» **DIRECTION**: Convert the listing below into a two-column CSV with the headers "instruction" and "outline", giving one row for every instruction in the listing alongside its outline, each value in a single quoted field with line breaks replaced by spaces. Leave the pictures out.

» **DATA PROVIDED**:
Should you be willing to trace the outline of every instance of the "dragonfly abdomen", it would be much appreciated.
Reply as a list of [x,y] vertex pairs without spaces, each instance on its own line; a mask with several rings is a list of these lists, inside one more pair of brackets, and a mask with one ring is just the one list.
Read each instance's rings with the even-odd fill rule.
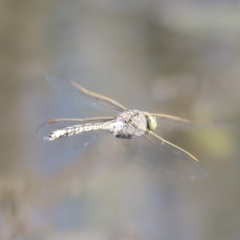
[[53,141],[58,138],[69,137],[72,135],[79,134],[81,132],[106,130],[106,129],[109,130],[111,124],[112,122],[74,125],[74,126],[63,128],[63,129],[57,129],[55,131],[52,131],[49,134],[49,136],[43,137],[43,139],[47,141]]

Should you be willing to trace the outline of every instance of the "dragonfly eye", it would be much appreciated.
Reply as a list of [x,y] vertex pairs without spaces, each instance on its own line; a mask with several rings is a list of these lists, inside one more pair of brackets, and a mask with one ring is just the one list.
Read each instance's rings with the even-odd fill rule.
[[157,127],[157,119],[150,115],[147,116],[147,119],[149,130],[153,131]]

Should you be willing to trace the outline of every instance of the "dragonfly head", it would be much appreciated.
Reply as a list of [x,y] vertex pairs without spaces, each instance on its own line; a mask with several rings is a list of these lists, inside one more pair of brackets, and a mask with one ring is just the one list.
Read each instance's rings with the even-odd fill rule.
[[154,116],[151,116],[149,113],[146,113],[147,121],[148,121],[148,128],[149,130],[153,131],[157,127],[157,119]]

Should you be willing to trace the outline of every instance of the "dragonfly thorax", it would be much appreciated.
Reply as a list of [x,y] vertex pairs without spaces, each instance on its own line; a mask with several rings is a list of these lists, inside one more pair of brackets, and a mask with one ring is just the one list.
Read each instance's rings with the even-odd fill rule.
[[118,138],[136,138],[143,136],[148,129],[148,120],[138,110],[127,110],[121,113],[112,123],[112,132]]

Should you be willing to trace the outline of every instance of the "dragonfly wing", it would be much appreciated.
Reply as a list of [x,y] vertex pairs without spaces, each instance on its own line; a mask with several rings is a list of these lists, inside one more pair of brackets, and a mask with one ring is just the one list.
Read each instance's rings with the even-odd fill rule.
[[64,147],[64,148],[82,148],[88,145],[96,144],[102,141],[108,134],[108,130],[94,130],[81,132],[76,135],[57,138],[53,141],[45,140],[49,134],[55,130],[64,129],[66,127],[71,127],[81,124],[91,124],[91,123],[104,123],[111,121],[114,118],[90,118],[90,119],[57,119],[51,120],[44,123],[38,129],[38,137],[47,141],[53,145]]
[[47,75],[46,78],[59,94],[74,97],[82,105],[105,112],[123,112],[126,110],[120,103],[100,94],[90,92],[66,78],[50,75]]
[[195,157],[152,132],[134,139],[118,138],[116,143],[123,154],[146,168],[189,179],[206,176]]
[[157,118],[158,126],[164,130],[196,130],[196,129],[209,129],[209,128],[229,128],[231,125],[226,122],[194,122],[188,119],[174,117],[164,114],[150,113],[151,116]]

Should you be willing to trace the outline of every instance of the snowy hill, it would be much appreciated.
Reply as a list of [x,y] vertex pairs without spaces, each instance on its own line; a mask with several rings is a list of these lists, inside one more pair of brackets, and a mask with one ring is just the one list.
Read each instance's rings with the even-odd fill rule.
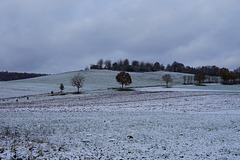
[[[25,80],[1,82],[1,98],[14,97],[21,95],[32,95],[50,93],[51,91],[58,92],[59,85],[61,83],[65,86],[65,92],[76,91],[76,88],[71,86],[71,78],[80,73],[85,77],[84,86],[81,89],[83,92],[89,91],[106,91],[108,88],[117,88],[120,85],[117,83],[115,76],[119,71],[109,70],[84,70],[84,71],[73,71],[60,74],[54,74],[50,76],[37,77]],[[129,87],[145,87],[145,86],[159,86],[165,85],[162,80],[162,75],[169,73],[173,78],[173,85],[181,85],[182,73],[173,72],[146,72],[146,73],[135,73],[130,72],[133,83]]]
[[[1,82],[0,83],[0,98],[7,97],[16,97],[23,95],[38,95],[38,94],[46,94],[51,91],[59,92],[59,85],[61,83],[65,86],[65,92],[75,92],[76,88],[74,88],[70,81],[71,78],[80,73],[85,77],[84,86],[81,89],[84,93],[89,92],[111,92],[111,88],[118,88],[119,85],[115,79],[115,76],[119,73],[119,71],[109,71],[109,70],[84,70],[84,71],[73,71],[66,72],[60,74],[54,74],[50,76],[37,77],[32,79],[25,80],[17,80],[17,81],[9,81],[9,82]],[[129,72],[132,77],[132,84],[128,87],[134,88],[145,88],[153,86],[152,88],[147,88],[147,90],[162,90],[165,85],[165,82],[162,80],[162,76],[164,74],[170,74],[173,79],[173,83],[171,83],[172,88],[174,90],[179,89],[191,89],[191,90],[218,90],[218,91],[234,91],[239,92],[240,86],[223,86],[221,84],[211,84],[204,87],[198,87],[194,85],[182,85],[183,76],[188,74],[176,73],[176,72]],[[159,86],[158,88],[156,88]],[[170,89],[172,91],[173,89]],[[166,89],[165,89],[166,90]],[[165,91],[164,90],[164,91]]]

» **WRITTEN SOLUTION**:
instruction,outline
"Should you be willing to trace the outline of every instance of the ""dragonfly abdomen"", it would be much appreciated. Reply as a list of [x,y] vertex pairs without spaces, each instance on its own line; a mask with several rings is a list of these lists, inside one more pair of brackets, and a mask with one ring is just the one list. Read each instance's rings with the even-odd fill rule.","[[53,141],[58,138],[69,137],[72,135],[79,134],[81,132],[106,130],[106,129],[109,130],[111,124],[112,122],[74,125],[74,126],[63,128],[63,129],[57,129],[55,131],[52,131],[49,134],[49,136],[43,137],[43,139],[47,141]]"
"Should you be willing to trace the outline of every instance of the ""dragonfly eye"", it would be much appreciated. Reply as a list of [x,y] vertex pairs without spaces, each instance on its own line; a mask with several rings is a list of these lists, inside one more pair of brackets, and a mask with one ring is just the one list. Read each instance's rings with the even-odd fill rule.","[[157,127],[157,119],[150,115],[147,116],[147,119],[149,130],[153,131]]"
"Should you be willing to trace the outline of every instance of the ""dragonfly head"", it would be much appreciated. Reply as a list of [x,y] vertex pairs without spaces, each instance on its own line; a mask with several rings is a list of these lists, inside one more pair of brackets, and a mask with one ring is just the one list. Read each instance's rings with the even-odd fill rule.","[[154,116],[151,116],[149,113],[146,113],[147,121],[148,121],[148,128],[149,130],[153,131],[157,127],[157,119]]"
"Should you be willing to trace the outline of every instance of the ""dragonfly thorax"", it would be much appreciated. Reply as a list of [x,y] vertex pairs without spaces, each instance on its own line; a mask with several rings is a list of these lists, inside one more pair of brackets, and a mask with one ring is just the one list. Read each instance's rings with the even-odd fill rule.","[[118,138],[136,138],[143,136],[148,129],[148,120],[138,110],[127,110],[121,113],[112,123],[112,132]]"
"Should you be willing to trace the outline of every instance of the ""dragonfly wing"", it would be much appreciated. Reply as a list of [x,y] vertex pairs without spaces, each instance on its own line; a mask with several rings is a list of these lists, inside one more pair of brackets, and a mask with one ring is just the one list. Read each instance's rings with the even-odd fill rule.","[[64,147],[64,148],[82,148],[88,145],[96,144],[102,141],[108,134],[108,130],[94,130],[81,132],[76,135],[57,138],[53,141],[45,140],[49,134],[55,130],[64,129],[66,127],[71,127],[81,124],[91,124],[91,123],[104,123],[111,121],[114,118],[90,118],[90,119],[57,119],[51,120],[44,123],[38,129],[38,137],[47,141],[53,145]] [[47,75],[46,78],[59,94],[74,97],[82,105],[105,112],[123,112],[126,110],[120,103],[100,94],[90,92],[66,78],[50,75]] [[195,157],[152,132],[134,139],[118,138],[116,143],[123,154],[146,168],[189,179],[206,176]] [[157,118],[158,126],[164,130],[196,130],[196,129],[209,129],[209,128],[229,128],[231,125],[226,122],[194,122],[188,119],[174,117],[164,114],[150,113],[151,116]]"
"Should you be willing to trace the outline of every instance of the snowy hill, it would be much appreciated. Reply as a list of [x,y] vertex pairs without spaces, each instance on its own line; a mask with several rings is a list of these lists, inside one more pair of brackets, and a mask with one ring is just the one list. Read each instance's rings with the even-odd fill rule.","[[[25,80],[1,82],[1,98],[14,97],[21,95],[32,95],[50,93],[51,91],[58,92],[59,85],[61,83],[65,86],[65,92],[76,91],[76,88],[71,86],[71,78],[80,73],[85,77],[84,86],[81,89],[83,92],[89,91],[106,91],[108,88],[117,88],[120,85],[117,83],[115,76],[119,71],[109,70],[84,70],[84,71],[73,71],[60,74],[54,74],[50,76],[37,77]],[[129,87],[145,87],[145,86],[159,86],[165,85],[162,80],[162,75],[169,73],[173,78],[173,85],[181,85],[182,73],[173,72],[146,72],[146,73],[135,73],[130,72],[133,83]]] [[[1,82],[0,83],[0,98],[7,97],[16,97],[23,95],[38,95],[38,94],[46,94],[51,91],[59,92],[59,85],[61,83],[65,86],[65,92],[75,92],[76,88],[74,88],[70,81],[71,78],[80,73],[85,77],[84,86],[81,89],[84,93],[89,92],[111,92],[111,88],[118,88],[119,85],[115,79],[115,76],[119,73],[119,71],[109,71],[109,70],[84,70],[84,71],[73,71],[66,72],[60,74],[54,74],[50,76],[37,77],[32,79],[25,80],[17,80],[17,81],[9,81],[9,82]],[[129,72],[132,77],[132,84],[128,87],[134,88],[145,88],[153,86],[152,88],[147,88],[147,90],[162,90],[165,85],[165,82],[162,80],[162,76],[164,74],[170,74],[173,79],[173,83],[171,83],[172,88],[174,90],[179,89],[191,89],[191,90],[218,90],[218,91],[234,91],[239,92],[240,86],[223,86],[221,84],[211,84],[204,87],[198,87],[194,85],[182,85],[183,76],[188,74],[176,73],[176,72]],[[159,86],[158,88],[156,88]],[[170,89],[172,91],[173,89]],[[166,89],[165,89],[166,90]],[[165,91],[164,90],[164,91]]]"